Jürgen Nefzger, Contre Nature. Maison d’Art Bernard Anthonioz, Nogent-sur-Marne
Commissaire Caroline Cournède, Fondation Nationale des Arts Graphiques et Plastiques, Exposition réalisée avec le soutien de la Galerie Françoise Paviot, Paris.
Jusqu’au 30 avril 2017
Maison d’Art Bernard Anthonioz
16 rue Charles VII
94130 Nogent-sur-Marne
Article de Jean-Marie Baldner (historien et critique)
Jürgen Nefzger a obtenu le Prix Niépce en 2008. Depuis il a réalisé de nombreuses expositions en France et à l’étranger. Contre Nature revient sur son parcours, réunissant plusieurs des séries du photographe et présente ses œuvres les plus récentes, ainsi qu’un film inédit.

· · · · · · ·

◆ **Actions à mener**
1. D'après l'article, en quelle année Jürgen Nefzger a-t-il reçu le Prix Niépce ?
2. Renvoyez tel quel le passage de l'article qui va de "Jürgen Nefzger, Contre" à "qu’un film inédit.".

· · · · · · ·

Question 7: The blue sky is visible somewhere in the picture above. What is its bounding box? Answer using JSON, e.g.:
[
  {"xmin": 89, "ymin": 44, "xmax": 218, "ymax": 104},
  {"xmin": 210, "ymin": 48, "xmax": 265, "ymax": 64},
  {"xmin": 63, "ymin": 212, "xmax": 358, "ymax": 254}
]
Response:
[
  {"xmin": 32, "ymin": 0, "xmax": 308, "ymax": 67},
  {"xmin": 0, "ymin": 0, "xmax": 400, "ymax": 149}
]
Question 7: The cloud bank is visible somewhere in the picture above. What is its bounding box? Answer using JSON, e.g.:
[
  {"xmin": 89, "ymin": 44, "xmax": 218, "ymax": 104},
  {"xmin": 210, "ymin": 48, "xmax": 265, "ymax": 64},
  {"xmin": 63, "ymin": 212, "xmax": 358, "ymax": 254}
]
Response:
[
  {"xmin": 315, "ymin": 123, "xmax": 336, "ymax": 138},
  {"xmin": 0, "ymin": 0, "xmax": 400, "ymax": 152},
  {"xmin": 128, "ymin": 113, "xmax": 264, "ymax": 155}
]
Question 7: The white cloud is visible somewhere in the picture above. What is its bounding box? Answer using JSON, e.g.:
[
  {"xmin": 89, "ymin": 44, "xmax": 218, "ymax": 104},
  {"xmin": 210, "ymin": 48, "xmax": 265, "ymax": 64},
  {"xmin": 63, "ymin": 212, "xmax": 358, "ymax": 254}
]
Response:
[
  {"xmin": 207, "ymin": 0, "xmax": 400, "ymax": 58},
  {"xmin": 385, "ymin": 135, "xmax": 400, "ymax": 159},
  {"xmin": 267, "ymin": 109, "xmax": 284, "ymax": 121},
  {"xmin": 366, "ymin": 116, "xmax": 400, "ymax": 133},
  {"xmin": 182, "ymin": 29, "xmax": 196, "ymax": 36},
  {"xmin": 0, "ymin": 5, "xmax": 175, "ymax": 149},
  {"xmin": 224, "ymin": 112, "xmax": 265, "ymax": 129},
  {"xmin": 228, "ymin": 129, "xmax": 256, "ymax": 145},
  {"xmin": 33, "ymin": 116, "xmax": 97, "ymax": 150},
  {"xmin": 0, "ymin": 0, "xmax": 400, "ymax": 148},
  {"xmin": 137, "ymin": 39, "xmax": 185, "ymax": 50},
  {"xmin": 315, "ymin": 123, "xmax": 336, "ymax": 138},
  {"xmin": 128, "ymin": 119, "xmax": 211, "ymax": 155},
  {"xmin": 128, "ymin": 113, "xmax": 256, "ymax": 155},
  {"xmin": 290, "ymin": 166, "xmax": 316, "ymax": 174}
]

· · · · · · ·

◆ **Réponses par tâche**
1. En 2008.

2.
Jürgen Nefzger, Contre Nature. Maison d’Art Bernard Anthonioz, Nogent-sur-Marne
Commissaire Caroline Cournède, Fondation Nationale des Arts Graphiques et Plastiques, Exposition réalisée avec le soutien de la Galerie Françoise Paviot, Paris.
Jusqu’au 30 avril 2017
Maison d’Art Bernard Anthonioz
16 rue Charles VII
94130 Nogent-sur-Marne
Article de Jean-Marie Baldner (historien et critique)
Jürgen Nefzger a obtenu le Prix Niépce en 2008. Depuis il a réalisé de nombreuses expositions en France et à l’étranger. Contre Nature revient sur son parcours, réunissant plusieurs des séries du photographe et présente ses œuvres les plus récentes, ainsi qu’un film inédit.